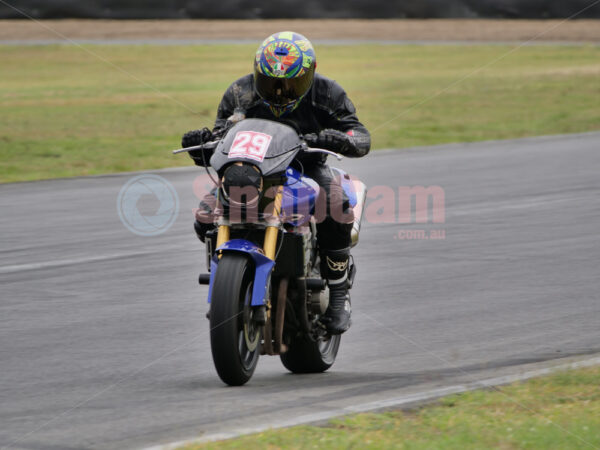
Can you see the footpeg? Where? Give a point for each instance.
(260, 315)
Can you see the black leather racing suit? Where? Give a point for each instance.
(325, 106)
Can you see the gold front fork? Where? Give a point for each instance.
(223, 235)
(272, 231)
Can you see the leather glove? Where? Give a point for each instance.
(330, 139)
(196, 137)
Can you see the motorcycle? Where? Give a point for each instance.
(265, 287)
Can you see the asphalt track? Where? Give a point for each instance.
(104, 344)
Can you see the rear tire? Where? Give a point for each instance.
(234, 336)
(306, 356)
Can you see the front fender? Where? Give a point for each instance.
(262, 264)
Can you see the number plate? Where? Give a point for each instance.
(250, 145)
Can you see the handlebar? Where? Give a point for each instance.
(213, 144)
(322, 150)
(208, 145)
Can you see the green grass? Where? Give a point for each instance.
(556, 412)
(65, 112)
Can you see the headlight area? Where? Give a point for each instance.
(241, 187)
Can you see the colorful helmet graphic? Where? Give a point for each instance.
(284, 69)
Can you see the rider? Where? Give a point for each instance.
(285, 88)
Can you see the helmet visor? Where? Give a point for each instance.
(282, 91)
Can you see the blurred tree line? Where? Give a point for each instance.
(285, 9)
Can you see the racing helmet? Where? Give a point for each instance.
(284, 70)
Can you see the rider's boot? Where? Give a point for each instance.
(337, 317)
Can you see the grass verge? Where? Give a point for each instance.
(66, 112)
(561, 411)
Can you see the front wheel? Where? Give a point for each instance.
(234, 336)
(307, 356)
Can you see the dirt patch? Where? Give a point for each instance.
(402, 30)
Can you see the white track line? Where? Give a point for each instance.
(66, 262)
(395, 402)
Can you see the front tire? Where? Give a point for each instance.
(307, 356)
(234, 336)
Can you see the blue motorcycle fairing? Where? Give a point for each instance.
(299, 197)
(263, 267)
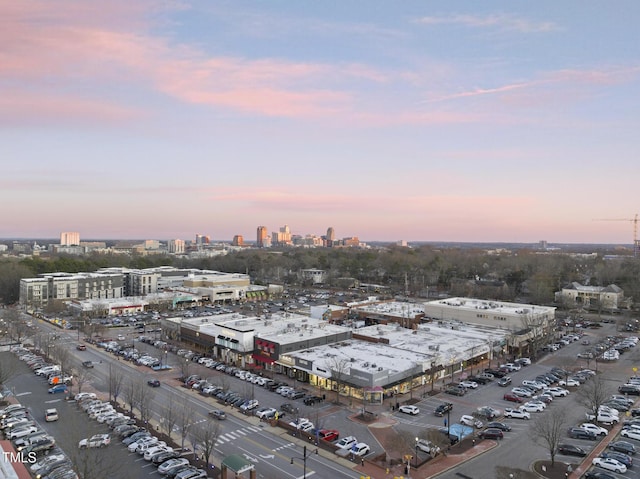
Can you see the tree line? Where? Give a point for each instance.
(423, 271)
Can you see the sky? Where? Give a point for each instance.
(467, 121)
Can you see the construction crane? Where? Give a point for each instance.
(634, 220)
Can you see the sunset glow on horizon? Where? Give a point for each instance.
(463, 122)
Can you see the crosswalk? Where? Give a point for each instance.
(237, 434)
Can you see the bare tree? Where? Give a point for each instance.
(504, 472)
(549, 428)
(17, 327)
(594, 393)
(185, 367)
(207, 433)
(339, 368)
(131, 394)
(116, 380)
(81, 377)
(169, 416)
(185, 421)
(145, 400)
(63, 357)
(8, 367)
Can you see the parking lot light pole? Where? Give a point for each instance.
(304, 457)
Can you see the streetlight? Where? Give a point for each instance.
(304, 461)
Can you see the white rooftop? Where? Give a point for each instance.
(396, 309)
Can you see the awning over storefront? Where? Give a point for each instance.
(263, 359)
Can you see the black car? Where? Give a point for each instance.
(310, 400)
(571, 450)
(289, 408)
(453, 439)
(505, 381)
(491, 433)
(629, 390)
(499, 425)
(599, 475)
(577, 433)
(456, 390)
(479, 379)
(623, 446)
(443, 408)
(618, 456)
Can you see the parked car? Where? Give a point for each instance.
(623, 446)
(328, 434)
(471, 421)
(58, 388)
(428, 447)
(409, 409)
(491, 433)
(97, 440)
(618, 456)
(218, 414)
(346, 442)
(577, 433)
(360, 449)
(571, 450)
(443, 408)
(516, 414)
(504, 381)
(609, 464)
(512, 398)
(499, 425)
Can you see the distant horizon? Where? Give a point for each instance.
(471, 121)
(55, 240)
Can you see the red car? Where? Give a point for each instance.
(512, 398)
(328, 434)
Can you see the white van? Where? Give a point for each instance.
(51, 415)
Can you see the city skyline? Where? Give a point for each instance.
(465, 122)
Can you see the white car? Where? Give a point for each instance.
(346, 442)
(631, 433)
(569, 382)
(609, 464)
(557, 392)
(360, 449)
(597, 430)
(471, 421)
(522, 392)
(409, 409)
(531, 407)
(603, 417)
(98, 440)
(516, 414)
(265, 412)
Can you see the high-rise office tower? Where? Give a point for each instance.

==

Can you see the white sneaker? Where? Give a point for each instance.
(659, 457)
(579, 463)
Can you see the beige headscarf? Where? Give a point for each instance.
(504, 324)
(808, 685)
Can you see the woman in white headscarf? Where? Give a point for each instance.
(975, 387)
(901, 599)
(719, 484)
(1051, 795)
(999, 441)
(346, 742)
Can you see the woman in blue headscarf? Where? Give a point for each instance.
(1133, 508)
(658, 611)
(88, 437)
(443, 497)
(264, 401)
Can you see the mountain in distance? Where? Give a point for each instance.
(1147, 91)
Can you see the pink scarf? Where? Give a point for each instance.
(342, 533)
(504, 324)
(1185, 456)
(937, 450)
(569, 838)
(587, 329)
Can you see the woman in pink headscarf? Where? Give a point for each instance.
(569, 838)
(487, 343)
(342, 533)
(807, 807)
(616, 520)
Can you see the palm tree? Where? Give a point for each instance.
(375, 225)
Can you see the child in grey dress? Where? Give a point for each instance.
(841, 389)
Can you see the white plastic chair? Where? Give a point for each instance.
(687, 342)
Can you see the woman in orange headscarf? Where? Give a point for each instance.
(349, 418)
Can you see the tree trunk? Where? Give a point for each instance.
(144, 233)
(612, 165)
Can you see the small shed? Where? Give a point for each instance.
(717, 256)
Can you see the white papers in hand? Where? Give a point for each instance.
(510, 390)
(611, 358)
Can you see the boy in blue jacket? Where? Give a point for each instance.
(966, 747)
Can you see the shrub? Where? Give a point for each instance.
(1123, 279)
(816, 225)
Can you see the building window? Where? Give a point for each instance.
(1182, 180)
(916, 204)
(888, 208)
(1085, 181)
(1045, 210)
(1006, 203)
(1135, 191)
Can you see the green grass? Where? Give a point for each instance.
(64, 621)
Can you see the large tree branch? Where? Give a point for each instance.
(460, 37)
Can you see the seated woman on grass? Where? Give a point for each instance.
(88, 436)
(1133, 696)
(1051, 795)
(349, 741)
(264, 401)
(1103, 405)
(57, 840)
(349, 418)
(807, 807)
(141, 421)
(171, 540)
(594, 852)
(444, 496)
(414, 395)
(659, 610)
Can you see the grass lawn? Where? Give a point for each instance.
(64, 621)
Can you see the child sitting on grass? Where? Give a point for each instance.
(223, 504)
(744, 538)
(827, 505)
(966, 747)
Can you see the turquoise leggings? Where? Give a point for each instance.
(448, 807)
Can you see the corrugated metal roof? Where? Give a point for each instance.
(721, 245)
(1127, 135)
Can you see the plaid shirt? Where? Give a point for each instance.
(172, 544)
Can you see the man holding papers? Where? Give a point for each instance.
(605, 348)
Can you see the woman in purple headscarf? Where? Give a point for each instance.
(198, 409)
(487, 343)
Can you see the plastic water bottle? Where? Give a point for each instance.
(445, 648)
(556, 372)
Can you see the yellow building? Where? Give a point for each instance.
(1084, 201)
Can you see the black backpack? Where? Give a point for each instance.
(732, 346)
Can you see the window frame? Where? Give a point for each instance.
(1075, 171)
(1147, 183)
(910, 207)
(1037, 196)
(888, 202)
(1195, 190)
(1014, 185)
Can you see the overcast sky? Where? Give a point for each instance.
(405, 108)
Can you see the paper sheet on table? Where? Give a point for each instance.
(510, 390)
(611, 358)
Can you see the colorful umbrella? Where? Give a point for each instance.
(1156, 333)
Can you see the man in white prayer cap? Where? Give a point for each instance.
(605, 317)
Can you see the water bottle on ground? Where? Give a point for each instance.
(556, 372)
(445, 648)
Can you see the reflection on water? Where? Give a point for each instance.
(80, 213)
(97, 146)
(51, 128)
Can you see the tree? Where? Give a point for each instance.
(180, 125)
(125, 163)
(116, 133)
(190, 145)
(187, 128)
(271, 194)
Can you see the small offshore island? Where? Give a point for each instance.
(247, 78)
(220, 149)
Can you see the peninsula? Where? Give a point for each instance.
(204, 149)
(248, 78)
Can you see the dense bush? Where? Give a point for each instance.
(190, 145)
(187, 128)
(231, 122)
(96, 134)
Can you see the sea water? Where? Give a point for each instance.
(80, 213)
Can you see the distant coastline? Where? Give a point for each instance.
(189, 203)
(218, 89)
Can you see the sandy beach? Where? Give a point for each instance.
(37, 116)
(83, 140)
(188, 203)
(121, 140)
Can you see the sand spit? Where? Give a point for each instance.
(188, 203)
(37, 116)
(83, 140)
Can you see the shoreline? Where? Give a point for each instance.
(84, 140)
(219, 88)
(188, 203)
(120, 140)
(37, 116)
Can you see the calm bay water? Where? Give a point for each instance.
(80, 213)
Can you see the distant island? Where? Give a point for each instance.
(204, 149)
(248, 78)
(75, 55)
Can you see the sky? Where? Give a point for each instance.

SHORT EXERCISE — Reproduce the items above word for word, starting at the line that contains "Can you see the white van?" and ending at the line that contains "Can you see the high-rise", with both of those lines included.

TASK RESULT —
Can you see the white van? Where? Give a point for each instance.
(51, 415)
Can you see the city skyline? Where? Give a point for each instance.
(465, 122)
Can you see the white car? Where? Give a point for each instance.
(346, 442)
(631, 433)
(569, 382)
(609, 464)
(557, 392)
(360, 449)
(597, 430)
(471, 421)
(522, 392)
(409, 409)
(531, 407)
(603, 417)
(98, 440)
(516, 414)
(265, 412)
Can you see the high-rise office tower? Where? Give a point for each instance.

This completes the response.